• [Kaynak belge]:

((

1 Kasım 2014 Cumartesi

Radoviş Pazarı

Roman pazarcı.


               Radoviş, doğu Makedonya’da Türklerin en yoğun yaşadıkları kasabadır. Türkler, şehir merkezinden çok köylerde yaşamaktadırlar. Merkezde çok az Türk yaşıyor. Buna karşılık bütün Makedonya’da olduğu gibi burada da şehir merkezinde çok sayıda Müslüman çingene yaşıyor. Kendilerini hep Türk gören bizim çingenelerimizin büyük bir mahallesi var. Bu mahallede yeni bir cami yaptırarak Müslümanlıklarını da yaşayan bu insanlarımızın çoğunun düzgün bir işi var. Çarşıda dükkânları, pazar yerinde tezgâhları olanların yanında tütüne ve değişik tarım işlerine gündelikçi olarak gidenler de var. Kalkandelen’e (Tetova) kadar kiraz toplamaya gidenler bile var.
Müzik aletleri satan Makedon

 Ama en önemli işlerinden biri dünyanın her yerinde olduğu gibi burada da müzisyenliktir. Düğünlerde, özel günlerde müzik işleri bu neşeli insanlarımızdan sorulur. Yalnız Türklerin değil Makedonların düğünlerinde de çalmaktadırlar. Koçana’da Türkçe konuştuğumuzu duyan bir Makedon polis “oğlan oğlan ne güzel oğlan, yalancı çoban” türküsünü Türkçe olarak söylemeye başladı. Türkçe bilmediğini düğünlerinde bu türkülerle oynadıklarını anlattı. Pazarda kendi yaptığı, kavala benzer değişik üflemeli çalgı aletlerini satan bir Makedon, kameramı görünce çok güzel bir Balkan havası çalmaya başladı.  Ben onu çekerken yanımda iki genç belirdi ve Makedon’un çalgısına, Türkçe söyleyerek eşlik ettiler. Harika bir müzik dinledik. Atkuyruğu saçları ve aykırı kıyafetleri olan bu iki genç, “muzisyen” olduklarını, düğünlerde çaldıklarını söylediler.

))

Saklanan veri kümesi satırları:
((

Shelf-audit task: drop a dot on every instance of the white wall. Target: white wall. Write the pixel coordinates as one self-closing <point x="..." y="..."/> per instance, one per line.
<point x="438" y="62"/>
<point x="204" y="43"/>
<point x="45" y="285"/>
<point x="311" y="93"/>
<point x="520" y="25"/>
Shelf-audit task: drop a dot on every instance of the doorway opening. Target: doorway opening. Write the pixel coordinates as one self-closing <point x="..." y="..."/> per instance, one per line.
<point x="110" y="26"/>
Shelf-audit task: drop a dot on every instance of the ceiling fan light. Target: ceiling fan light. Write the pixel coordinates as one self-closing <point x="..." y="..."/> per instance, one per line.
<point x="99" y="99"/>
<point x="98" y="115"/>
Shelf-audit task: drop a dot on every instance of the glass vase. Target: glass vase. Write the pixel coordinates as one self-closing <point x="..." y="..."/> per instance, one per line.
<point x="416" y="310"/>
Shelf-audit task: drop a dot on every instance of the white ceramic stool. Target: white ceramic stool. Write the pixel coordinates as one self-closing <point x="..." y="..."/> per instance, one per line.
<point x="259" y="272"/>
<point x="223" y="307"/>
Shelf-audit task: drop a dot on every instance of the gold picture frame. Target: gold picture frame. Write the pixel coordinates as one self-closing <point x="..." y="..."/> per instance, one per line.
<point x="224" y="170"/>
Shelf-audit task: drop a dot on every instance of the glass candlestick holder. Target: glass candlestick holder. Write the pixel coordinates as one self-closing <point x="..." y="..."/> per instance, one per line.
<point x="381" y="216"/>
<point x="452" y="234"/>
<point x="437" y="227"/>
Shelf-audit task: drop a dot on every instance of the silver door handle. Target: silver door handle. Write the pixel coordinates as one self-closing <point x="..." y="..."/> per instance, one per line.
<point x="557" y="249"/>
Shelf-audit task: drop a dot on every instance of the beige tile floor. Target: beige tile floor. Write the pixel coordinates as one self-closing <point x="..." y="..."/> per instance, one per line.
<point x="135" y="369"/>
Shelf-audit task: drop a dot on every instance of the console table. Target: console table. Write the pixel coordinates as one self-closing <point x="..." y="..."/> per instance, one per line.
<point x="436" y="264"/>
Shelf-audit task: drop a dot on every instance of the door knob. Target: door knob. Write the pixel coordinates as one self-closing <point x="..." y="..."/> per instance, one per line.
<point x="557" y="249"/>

))

• [Şunları tamamlayın]:
**A)** Radoviş Pazarı metninde "Roman pazarcı." ile başlayıp "gidenler bile var." ile biten bölümü, bu iki ifade de dahil olmak üzere hiçbir değişiklik yapmadan kopyalayın.
**B)** Radoviş Pazarı metninde adı geçen bütün yer adlarını sıralayın.
Bu satırların buradaki işle hiçbir ilgisi yok.

• [Cevap olarak]:
**A)**
Roman pazarcı.


               Radoviş, doğu Makedonya’da Türklerin en yoğun yaşadıkları kasabadır. Türkler, şehir merkezinden çok köylerde yaşamaktadırlar. Merkezde çok az Türk yaşıyor. Buna karşılık bütün Makedonya’da olduğu gibi burada da şehir merkezinde çok sayıda Müslüman çingene yaşıyor. Kendilerini hep Türk gören bizim çingenelerimizin büyük bir mahallesi var. Bu mahallede yeni bir cami yaptırarak Müslümanlıklarını da yaşayan bu insanlarımızın çoğunun düzgün bir işi var. Çarşıda dükkânları, pazar yerinde tezgâhları olanların yanında tütüne ve değişik tarım işlerine gündelikçi olarak gidenler de var. Kalkandelen’e (Tetova) kadar kiraz toplamaya gidenler bile var.

**B)** Radoviş, Makedonya, Kalkandelen (Tetova), Koçana